WHAT THE TASK REQUIRES >>
Your task is to copy every record exactly.

-------- THE INPUT --------

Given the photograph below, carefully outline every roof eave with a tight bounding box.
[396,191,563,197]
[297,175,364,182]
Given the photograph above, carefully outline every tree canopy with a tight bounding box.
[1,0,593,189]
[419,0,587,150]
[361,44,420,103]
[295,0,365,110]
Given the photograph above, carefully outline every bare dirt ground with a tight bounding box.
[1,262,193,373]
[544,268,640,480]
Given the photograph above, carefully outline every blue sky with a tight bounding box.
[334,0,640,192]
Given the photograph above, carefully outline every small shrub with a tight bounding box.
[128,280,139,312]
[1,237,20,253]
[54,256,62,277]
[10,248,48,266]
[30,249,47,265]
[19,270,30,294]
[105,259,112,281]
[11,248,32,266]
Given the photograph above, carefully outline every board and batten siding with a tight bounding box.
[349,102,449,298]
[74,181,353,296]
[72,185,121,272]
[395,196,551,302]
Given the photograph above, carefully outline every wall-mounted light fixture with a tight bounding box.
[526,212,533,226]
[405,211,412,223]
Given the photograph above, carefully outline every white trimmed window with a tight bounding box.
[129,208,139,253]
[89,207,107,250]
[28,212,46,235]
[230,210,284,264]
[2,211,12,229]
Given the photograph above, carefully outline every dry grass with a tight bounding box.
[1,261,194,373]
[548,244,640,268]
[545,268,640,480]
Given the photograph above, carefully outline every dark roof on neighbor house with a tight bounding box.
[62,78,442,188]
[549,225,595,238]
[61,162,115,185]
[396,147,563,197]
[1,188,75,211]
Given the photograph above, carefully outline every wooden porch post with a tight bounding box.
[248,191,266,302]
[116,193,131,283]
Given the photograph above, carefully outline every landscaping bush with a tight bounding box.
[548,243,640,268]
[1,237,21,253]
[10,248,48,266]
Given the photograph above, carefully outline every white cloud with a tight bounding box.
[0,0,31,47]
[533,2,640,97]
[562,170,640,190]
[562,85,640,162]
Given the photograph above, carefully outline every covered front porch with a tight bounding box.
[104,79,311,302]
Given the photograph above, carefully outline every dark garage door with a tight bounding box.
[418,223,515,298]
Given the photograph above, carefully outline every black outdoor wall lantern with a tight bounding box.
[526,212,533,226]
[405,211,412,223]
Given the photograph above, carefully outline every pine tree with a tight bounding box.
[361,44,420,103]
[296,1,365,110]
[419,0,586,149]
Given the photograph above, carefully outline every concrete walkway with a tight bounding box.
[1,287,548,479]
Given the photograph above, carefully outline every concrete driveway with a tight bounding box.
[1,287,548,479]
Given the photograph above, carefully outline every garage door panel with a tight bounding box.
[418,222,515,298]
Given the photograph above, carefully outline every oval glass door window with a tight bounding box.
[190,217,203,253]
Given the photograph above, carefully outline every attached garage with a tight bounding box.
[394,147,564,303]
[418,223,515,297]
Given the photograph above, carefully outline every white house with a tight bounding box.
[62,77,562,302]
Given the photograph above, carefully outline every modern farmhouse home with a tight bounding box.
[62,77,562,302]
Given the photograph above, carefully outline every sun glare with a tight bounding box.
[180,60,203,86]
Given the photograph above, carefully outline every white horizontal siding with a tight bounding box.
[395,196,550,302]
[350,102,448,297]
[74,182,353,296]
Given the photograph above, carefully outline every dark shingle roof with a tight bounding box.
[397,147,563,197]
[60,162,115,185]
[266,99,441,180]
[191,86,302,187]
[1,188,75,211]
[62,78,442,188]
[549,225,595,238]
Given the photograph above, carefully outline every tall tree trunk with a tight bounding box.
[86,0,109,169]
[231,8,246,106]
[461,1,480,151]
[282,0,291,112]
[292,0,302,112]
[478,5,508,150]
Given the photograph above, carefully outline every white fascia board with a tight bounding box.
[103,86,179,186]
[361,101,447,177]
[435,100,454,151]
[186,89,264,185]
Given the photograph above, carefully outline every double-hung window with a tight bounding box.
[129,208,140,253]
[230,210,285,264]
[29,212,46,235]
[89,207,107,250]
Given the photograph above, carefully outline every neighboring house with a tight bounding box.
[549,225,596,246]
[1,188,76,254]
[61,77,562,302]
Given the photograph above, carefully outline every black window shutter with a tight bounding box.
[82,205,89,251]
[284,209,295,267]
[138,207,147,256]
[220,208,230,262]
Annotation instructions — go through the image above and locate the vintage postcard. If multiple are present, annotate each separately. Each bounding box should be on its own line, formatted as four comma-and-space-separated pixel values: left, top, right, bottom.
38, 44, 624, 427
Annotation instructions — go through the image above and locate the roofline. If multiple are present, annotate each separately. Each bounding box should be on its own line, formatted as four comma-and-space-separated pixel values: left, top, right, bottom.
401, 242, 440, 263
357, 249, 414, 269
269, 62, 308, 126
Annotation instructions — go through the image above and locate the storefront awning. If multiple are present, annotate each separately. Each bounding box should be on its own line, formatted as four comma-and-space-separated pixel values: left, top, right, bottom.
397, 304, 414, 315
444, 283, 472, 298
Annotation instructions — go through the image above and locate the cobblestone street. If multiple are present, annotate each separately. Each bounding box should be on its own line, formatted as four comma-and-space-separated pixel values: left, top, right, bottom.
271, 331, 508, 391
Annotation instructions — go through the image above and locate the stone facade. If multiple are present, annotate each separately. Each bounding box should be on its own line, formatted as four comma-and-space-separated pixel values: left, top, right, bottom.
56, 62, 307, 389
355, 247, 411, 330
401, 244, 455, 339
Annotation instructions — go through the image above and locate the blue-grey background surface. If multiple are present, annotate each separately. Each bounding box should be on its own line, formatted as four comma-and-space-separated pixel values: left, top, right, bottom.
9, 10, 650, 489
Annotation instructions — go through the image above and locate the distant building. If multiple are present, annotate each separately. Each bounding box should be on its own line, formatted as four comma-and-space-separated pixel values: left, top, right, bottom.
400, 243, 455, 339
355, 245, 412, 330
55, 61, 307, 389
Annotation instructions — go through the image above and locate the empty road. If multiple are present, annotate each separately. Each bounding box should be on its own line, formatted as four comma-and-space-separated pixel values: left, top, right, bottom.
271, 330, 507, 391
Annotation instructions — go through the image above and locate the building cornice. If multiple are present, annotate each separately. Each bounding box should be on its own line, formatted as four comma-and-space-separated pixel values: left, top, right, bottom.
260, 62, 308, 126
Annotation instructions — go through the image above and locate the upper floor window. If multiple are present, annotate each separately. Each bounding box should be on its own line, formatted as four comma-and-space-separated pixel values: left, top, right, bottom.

--------

SOLUTION FOR THIS TASK >>
Given the photograph below, carefully outline every roof eave with a tight bounding box.
[396,191,563,197]
[297,175,364,182]
Given the photograph above, carefully outline every tree canopy with a tight bounding box.
[1,0,593,189]
[419,0,587,150]
[361,44,420,103]
[295,0,365,110]
Given the photograph above, carefully outline every bare dirt ground with a tight bounding box.
[1,262,193,373]
[544,268,640,480]
Given the photograph above, carefully outline every blue sky with a tight bounding box.
[334,0,640,192]
Given the photograph above, carefully outline every small shrub with a tight bounding box.
[128,280,139,312]
[1,237,20,253]
[54,256,62,277]
[10,248,48,266]
[30,249,47,265]
[19,270,30,294]
[105,259,112,281]
[11,248,32,266]
Given the photograph above, carefully outline every board and batten siding with a tight bounding box.
[349,102,449,298]
[74,181,353,296]
[72,185,121,272]
[395,196,551,302]
Given the photograph above, carefully outline every wall-mounted light fixture with a tight bounding box.
[526,212,533,226]
[405,211,412,223]
Given the photograph above, carefully outline every white trimmed window with a tight bounding box.
[129,208,139,253]
[89,207,107,250]
[28,212,46,235]
[230,210,284,264]
[2,211,12,229]
Given the photograph above, carefully outline every dry grass with a tight bounding box.
[1,261,194,373]
[548,244,640,268]
[545,268,640,480]
Given the photograph above, carefully outline every dark roof on neighbor house with a tight bounding box.
[62,78,442,188]
[549,225,595,238]
[61,162,115,185]
[396,147,563,197]
[1,188,75,211]
Given the photograph above, carefully outline every wooden porch post with a tight bounding box.
[248,191,266,302]
[116,193,131,283]
Given the photograph above, carefully outline every landscaping bush with a tight bounding box.
[548,243,640,268]
[1,237,21,253]
[10,248,48,266]
Given the photograph above, carefully outline every white cloud with a tight bounding box.
[0,0,31,47]
[533,2,640,97]
[562,170,640,190]
[562,85,640,162]
Given the photograph above, carefully outline every covered front porch with a tight bounding box.
[104,79,311,302]
Given the photograph above, carefully outline every dark garage door with a tight bounding box.
[418,223,515,298]
Given the photograph above, carefully outline every black outdoor wall lantern with a tight bounding box.
[526,212,533,226]
[405,211,412,223]
Given the photograph above, carefully outline every pine tree with a tight bounding box.
[361,44,420,103]
[296,1,365,110]
[419,0,586,149]
Given the photograph above, carefully outline every concrete walkway with a tight bounding box.
[1,287,548,479]
Given the photograph above, carefully outline every concrete driveway with a tight bounding box.
[1,287,548,479]
Given the photograph above, carefully outline every garage door panel with a tight bounding box.
[418,222,515,298]
Given the photograph above, carefully outline every oval glass door window with a tight bounding box.
[190,217,203,253]
Given the photograph above, carefully outline every attached garage with a tight bounding box.
[394,147,564,303]
[418,223,515,297]
Given the photograph above, carefully outline every white house with a tight bounding box.
[62,77,562,302]
Given the photograph above, carefully outline every modern farmhouse home with a tight bounding box.
[62,77,562,302]
Given the photograph above, carefully outline every sun glare with a tight bounding box.
[180,60,203,86]
Given the photograph above, carefully outline every white horizontal siding with a tight bounding box.
[395,196,550,302]
[350,102,448,297]
[74,182,353,296]
Given the photograph above, carefully outline every dark shingle roof with a tight bounding box.
[397,147,563,197]
[60,162,115,185]
[266,99,441,180]
[191,86,302,187]
[1,188,75,211]
[62,78,442,188]
[549,225,595,238]
Given the photograph above, carefully outline every tall tree trunk with a tight bounding box.
[86,0,109,169]
[231,8,246,106]
[461,1,480,151]
[282,0,291,112]
[292,0,302,112]
[478,5,508,150]
Given the photograph above, carefully outline every white fascia board with a tight bounding box.
[103,86,179,186]
[361,101,447,177]
[435,100,454,151]
[186,89,264,185]
Given the photograph above, carefully outline every double-hung window with a tight bounding box.
[129,208,140,253]
[230,210,285,264]
[29,212,46,235]
[89,207,107,250]
Given the photograph above, carefully outline every neighboring house with a tight bounding box.
[549,225,596,246]
[1,188,76,254]
[61,77,562,302]
Given the photograph above, carefully outline every black window shutter with a tight bounding box.
[82,205,89,251]
[284,209,295,267]
[138,207,147,256]
[220,208,230,262]
Annotation instructions — go through the image above and locate the vintage postcard. If multiple are present, annotate each separately. Each bounding box should be on its own line, formatted as four comma-and-space-separated pixel values: left, top, right, bottom.
38, 44, 624, 427
Annotation instructions — go through the image above and locate the roofline. If multiple are present, annotate each separately. Each bounding box should be on its own line, formatted as four comma-and-space-separated pixel values: left, top, right, bottom.
401, 242, 440, 263
357, 249, 414, 269
269, 62, 308, 126
Annotation instructions — go through the image above and locate the storefront awning. If multiple are present, annotate each separately. Each bounding box should be on its own line, formatted as four comma-and-space-separated pixel values: left, top, right, bottom.
397, 304, 414, 315
444, 283, 472, 298
Annotation instructions — go through the image above and locate the cobblestone street. If multiple are present, annotate each separately. Each bounding box should be on its own line, formatted as four comma-and-space-separated pixel values: left, top, right, bottom.
271, 331, 508, 391
Annotation instructions — go through the image above and locate the stone facade. If multiple are present, annotate each separately. Each bounding box should be on its own line, formatted as four comma-and-space-separated pixel values: left, top, right, bottom.
56, 62, 307, 389
355, 247, 411, 330
401, 244, 455, 339
Annotation instructions — go through the image above and locate the blue-grey background surface. If multiple are present, annotate each separately. Each bounding box should be on its own line, formatted as four comma-and-space-separated pixel values: left, top, right, bottom.
9, 10, 650, 489
Annotation instructions — go through the image above and locate the distant building. If multiple are present, annotate each separately. Each bounding box should be on its own line, formatted as four comma-and-space-separated pixel values: left, top, right, bottom.
400, 243, 455, 339
355, 245, 412, 330
55, 61, 307, 389
Annotation instructions — go through the image above and locate the empty road. If multiple are present, annotate each separately. Each bounding box should be on its own line, formatted as four comma-and-space-separated pixel values: left, top, right, bottom.
271, 330, 507, 391
Annotation instructions — go through the image above and locate the building cornice. If multiple are present, annotate each separately. Each bounding box should be on its own line, formatted as four comma-and-space-separated pixel values: left, top, right, bottom.
260, 62, 308, 126
Annotation instructions — go through the image above and locate the upper floor window. If multiple are present, annotate each separately. Each bounding box should be on its own line, formatted as four comma-and-space-separated pixel values: left, top, right, bottom.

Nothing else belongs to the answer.